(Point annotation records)
· · · · ·
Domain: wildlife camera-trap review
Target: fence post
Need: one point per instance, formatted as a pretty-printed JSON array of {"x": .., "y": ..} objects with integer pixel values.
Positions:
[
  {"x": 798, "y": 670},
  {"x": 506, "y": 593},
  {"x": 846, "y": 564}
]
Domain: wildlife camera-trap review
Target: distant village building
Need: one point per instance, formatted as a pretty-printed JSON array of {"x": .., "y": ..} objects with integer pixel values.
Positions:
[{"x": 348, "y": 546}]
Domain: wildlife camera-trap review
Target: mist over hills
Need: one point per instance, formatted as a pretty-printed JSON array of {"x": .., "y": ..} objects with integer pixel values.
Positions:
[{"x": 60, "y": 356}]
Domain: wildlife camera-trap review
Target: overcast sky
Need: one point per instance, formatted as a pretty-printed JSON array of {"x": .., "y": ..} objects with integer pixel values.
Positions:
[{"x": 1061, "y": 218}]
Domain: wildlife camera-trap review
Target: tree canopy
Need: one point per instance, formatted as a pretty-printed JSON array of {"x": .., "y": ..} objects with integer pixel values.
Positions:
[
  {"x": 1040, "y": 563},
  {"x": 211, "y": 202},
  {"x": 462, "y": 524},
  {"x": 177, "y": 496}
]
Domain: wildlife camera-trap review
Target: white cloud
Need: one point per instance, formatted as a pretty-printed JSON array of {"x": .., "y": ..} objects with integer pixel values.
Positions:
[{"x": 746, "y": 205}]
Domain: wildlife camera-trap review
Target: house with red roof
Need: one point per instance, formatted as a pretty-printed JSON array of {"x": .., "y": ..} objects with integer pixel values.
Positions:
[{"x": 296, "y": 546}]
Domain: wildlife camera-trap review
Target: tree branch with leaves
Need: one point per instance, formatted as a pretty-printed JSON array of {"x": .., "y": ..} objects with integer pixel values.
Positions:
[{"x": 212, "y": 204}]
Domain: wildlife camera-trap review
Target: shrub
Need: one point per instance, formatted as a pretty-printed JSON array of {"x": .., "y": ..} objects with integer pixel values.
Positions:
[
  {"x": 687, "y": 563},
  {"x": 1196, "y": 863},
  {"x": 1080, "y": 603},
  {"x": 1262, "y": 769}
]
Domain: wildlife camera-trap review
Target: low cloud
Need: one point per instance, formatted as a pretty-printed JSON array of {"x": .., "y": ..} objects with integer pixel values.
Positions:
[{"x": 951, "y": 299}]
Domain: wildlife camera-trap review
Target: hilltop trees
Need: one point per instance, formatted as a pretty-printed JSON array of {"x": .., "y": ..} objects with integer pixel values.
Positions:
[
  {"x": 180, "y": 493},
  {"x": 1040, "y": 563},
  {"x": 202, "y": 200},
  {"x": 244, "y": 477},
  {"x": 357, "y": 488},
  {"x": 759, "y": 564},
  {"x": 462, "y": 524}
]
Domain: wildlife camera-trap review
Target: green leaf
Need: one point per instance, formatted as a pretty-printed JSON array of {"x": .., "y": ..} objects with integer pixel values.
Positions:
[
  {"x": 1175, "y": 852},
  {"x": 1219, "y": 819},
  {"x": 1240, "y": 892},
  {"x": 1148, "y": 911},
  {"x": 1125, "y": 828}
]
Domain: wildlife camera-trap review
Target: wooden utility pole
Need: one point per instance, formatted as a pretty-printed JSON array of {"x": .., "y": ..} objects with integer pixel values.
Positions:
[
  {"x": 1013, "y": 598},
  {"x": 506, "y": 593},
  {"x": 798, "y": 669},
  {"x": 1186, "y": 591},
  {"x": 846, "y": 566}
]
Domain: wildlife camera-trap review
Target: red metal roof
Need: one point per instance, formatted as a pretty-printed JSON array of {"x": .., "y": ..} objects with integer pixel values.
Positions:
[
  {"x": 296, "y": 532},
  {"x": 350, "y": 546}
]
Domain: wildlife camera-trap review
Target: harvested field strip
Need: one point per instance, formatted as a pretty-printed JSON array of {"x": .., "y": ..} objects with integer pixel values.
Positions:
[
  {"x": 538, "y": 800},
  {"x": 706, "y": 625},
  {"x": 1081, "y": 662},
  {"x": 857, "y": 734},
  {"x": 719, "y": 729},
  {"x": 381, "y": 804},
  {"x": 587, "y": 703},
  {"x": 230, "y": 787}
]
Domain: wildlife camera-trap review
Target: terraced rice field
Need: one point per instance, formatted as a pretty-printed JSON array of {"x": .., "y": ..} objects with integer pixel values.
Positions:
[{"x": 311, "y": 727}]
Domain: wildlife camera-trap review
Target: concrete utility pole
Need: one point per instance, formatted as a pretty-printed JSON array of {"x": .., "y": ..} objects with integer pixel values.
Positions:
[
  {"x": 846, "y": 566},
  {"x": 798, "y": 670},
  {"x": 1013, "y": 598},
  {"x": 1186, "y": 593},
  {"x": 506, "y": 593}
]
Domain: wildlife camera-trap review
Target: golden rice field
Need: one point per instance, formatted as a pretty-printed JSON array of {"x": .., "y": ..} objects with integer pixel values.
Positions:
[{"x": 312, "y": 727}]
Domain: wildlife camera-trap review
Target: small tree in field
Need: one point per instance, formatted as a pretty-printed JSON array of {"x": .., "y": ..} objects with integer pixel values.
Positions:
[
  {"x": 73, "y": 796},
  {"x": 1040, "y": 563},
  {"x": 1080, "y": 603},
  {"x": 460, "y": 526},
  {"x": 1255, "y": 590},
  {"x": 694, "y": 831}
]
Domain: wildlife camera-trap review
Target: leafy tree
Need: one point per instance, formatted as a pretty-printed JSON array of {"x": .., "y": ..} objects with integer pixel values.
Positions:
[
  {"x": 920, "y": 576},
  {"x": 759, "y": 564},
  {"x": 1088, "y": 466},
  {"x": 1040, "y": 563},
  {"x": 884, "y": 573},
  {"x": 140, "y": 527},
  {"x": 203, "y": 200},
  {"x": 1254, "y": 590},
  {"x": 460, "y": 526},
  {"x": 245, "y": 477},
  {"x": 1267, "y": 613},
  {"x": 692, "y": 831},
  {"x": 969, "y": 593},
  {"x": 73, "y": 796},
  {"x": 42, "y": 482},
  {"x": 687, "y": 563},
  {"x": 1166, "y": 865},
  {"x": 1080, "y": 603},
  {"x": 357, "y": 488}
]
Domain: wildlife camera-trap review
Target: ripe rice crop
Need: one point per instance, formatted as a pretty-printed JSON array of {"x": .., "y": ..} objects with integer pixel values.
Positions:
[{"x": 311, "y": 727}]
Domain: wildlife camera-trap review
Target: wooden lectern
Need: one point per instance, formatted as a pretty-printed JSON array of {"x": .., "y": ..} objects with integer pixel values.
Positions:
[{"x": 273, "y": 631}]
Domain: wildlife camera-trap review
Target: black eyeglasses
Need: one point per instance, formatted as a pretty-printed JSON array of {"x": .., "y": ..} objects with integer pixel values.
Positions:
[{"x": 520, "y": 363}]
· · · · ·
Retype the data exactly as given.

Domain: wildlife camera-trap review
Target: fence post
Need: one point per instance, formatted as a pretty-printed JSON array of {"x": .., "y": ..} objects with integer pixel values.
Positions:
[
  {"x": 798, "y": 670},
  {"x": 506, "y": 593},
  {"x": 846, "y": 564}
]
Domain: wildlife camera-trap review
Target: distant village building
Need: one point per instance, formatted as a pretty-printed JSON array of {"x": .., "y": ..} objects with integer pixel values.
Positions:
[{"x": 348, "y": 546}]
Domain: wildlife camera-trap review
Target: mist over hills
Need: one point per instance, formatted as a pretty-printed JSON array of {"x": .., "y": ..} objects with integer pixel values.
Positions:
[{"x": 60, "y": 356}]
Domain: wildlife camera-trap review
Target: overcast sky
Need: one point per instance, formatted as a pretty-printed JSON array of {"x": .., "y": ..} objects with integer pixel values.
Positions:
[{"x": 1061, "y": 218}]
Domain: wildlife camera-trap review
Target: tree canopy
Need: one point per instance, formatted as a pretty-printed JSON array of {"x": .., "y": ..} objects with integer pixel values.
Positions:
[
  {"x": 1040, "y": 563},
  {"x": 211, "y": 202},
  {"x": 462, "y": 524},
  {"x": 177, "y": 496}
]
Domain: wildlife camera-trap review
Target: white cloud
Need: one point per instance, formatted as a pretty-printed JSON array of {"x": .., "y": ..} objects with integer pixel values.
Positions:
[{"x": 746, "y": 205}]
Domain: wildlife camera-trap review
Target: house with red roof
Need: one point per instance, formatted as a pretty-printed JSON array of {"x": .., "y": ..} objects with integer pixel values.
Positions:
[{"x": 296, "y": 546}]
Domain: wildlife camera-trap review
Target: tree branch with leaves
Need: one point per instance, formatted as a pretty-printed JSON array of {"x": .., "y": ..} objects with integer pixel values.
Positions:
[{"x": 212, "y": 204}]
Domain: wildlife camera-trap review
Target: shrub
Need: one point per instance, formatted as a pretty-printed JSON array of {"x": .., "y": ..} objects with integer pixel values.
Positions:
[
  {"x": 687, "y": 563},
  {"x": 1196, "y": 863},
  {"x": 1080, "y": 603},
  {"x": 1262, "y": 769}
]
Domain: wildlife camera-trap review
Target: low cloud
Need: one point per instance, formatted as a pretty-printed JSON array of {"x": .., "y": ..} objects with integer pixel values.
Positions:
[{"x": 951, "y": 299}]
Domain: wildlife camera-trap review
Target: hilltop trees
Need: one point per instance, formatted as a pretty-printed JSON array of {"x": .., "y": ..} objects with integer pixel values.
Positions:
[
  {"x": 180, "y": 493},
  {"x": 1040, "y": 563},
  {"x": 202, "y": 200},
  {"x": 244, "y": 477},
  {"x": 357, "y": 488},
  {"x": 759, "y": 564},
  {"x": 462, "y": 524}
]
Domain: wildlife camera-trap review
Target: green leaf
Need: one point per instance, formatted as a pretty-printed JSON array of {"x": .., "y": ..} objects with integer pixel values.
Positions:
[
  {"x": 1175, "y": 852},
  {"x": 1219, "y": 819},
  {"x": 1240, "y": 892},
  {"x": 1148, "y": 911},
  {"x": 1125, "y": 828}
]
Domain: wildlife camera-trap review
Target: wooden utility pole
Need: one point per instance, formatted as a pretty-printed JSON array of {"x": .., "y": ..} objects with integer pixel values.
Positions:
[
  {"x": 1013, "y": 598},
  {"x": 506, "y": 593},
  {"x": 798, "y": 669},
  {"x": 1186, "y": 591},
  {"x": 846, "y": 566}
]
Domain: wildlife camera-trap review
Target: red metal roof
Need: one point per instance, formatted as a pretty-printed JSON array of {"x": .., "y": ..} objects with integer pixel values.
Positions:
[
  {"x": 296, "y": 532},
  {"x": 350, "y": 546}
]
Domain: wildlife camera-trap review
Target: harvested field strip
Need: one point per instance, formatted as a pretty-printed JSON array of {"x": .., "y": ..} objects with integer pixel values.
Positions:
[
  {"x": 538, "y": 800},
  {"x": 706, "y": 625},
  {"x": 1081, "y": 662},
  {"x": 857, "y": 734},
  {"x": 719, "y": 729},
  {"x": 381, "y": 804},
  {"x": 587, "y": 703},
  {"x": 230, "y": 787}
]
Domain: wildlife camera-trap review
Target: terraced rice field
Need: one point per instance, formatted as a pretty-printed JSON array of {"x": .., "y": ..} objects with integer pixel values.
Positions:
[{"x": 311, "y": 727}]
Domain: wildlife camera-trap review
Target: concrete utility pole
Need: one point per instance, formatted as a pretty-printed JSON array of {"x": .., "y": ..} objects with integer pixel values.
Positions:
[
  {"x": 846, "y": 566},
  {"x": 798, "y": 670},
  {"x": 1013, "y": 598},
  {"x": 1186, "y": 593},
  {"x": 506, "y": 593}
]
Domain: wildlife camera-trap review
Target: golden rice field
Need: one point per instance, formatted as a pretty-printed JSON array of {"x": .., "y": ..} objects with integer pixel values.
Positions:
[{"x": 312, "y": 727}]
Domain: wildlife camera-trap review
Target: small tree in field
Need: one point per instance, formatted as a pretty-printed JSON array of {"x": .., "y": ..} objects with integer pixel values.
Positions:
[
  {"x": 73, "y": 796},
  {"x": 1040, "y": 563},
  {"x": 1080, "y": 603},
  {"x": 460, "y": 526},
  {"x": 1255, "y": 590},
  {"x": 694, "y": 831}
]
Domain: wildlife camera-trap review
Target: leafy tree
Need: one point per instance, formatted as a pretty-printed JSON array of {"x": .., "y": ..} objects with integer pixel values.
Positions:
[
  {"x": 920, "y": 576},
  {"x": 759, "y": 564},
  {"x": 1088, "y": 466},
  {"x": 1040, "y": 563},
  {"x": 884, "y": 573},
  {"x": 140, "y": 527},
  {"x": 203, "y": 200},
  {"x": 1254, "y": 590},
  {"x": 460, "y": 526},
  {"x": 245, "y": 477},
  {"x": 1267, "y": 613},
  {"x": 692, "y": 831},
  {"x": 969, "y": 593},
  {"x": 73, "y": 796},
  {"x": 42, "y": 482},
  {"x": 687, "y": 563},
  {"x": 1166, "y": 865},
  {"x": 1080, "y": 603},
  {"x": 357, "y": 488}
]
Domain: wildlife camera-trap review
Target: ripe rice crop
Need: one point per instance, formatted as a pretty-printed JSON array of {"x": .., "y": ..} objects with integer pixel values.
Positions:
[{"x": 311, "y": 727}]
Domain: wildlife camera-trap review
Target: wooden lectern
Need: one point per instance, formatted as a pretty-printed JSON array of {"x": .., "y": ..} objects with integer pixel values.
Positions:
[{"x": 273, "y": 631}]
Domain: wildlife camera-trap review
Target: black eyeglasses
Need: one point per instance, formatted as a pretty-printed JSON array of {"x": .., "y": ..} objects with integer pixel values.
Positions:
[{"x": 520, "y": 363}]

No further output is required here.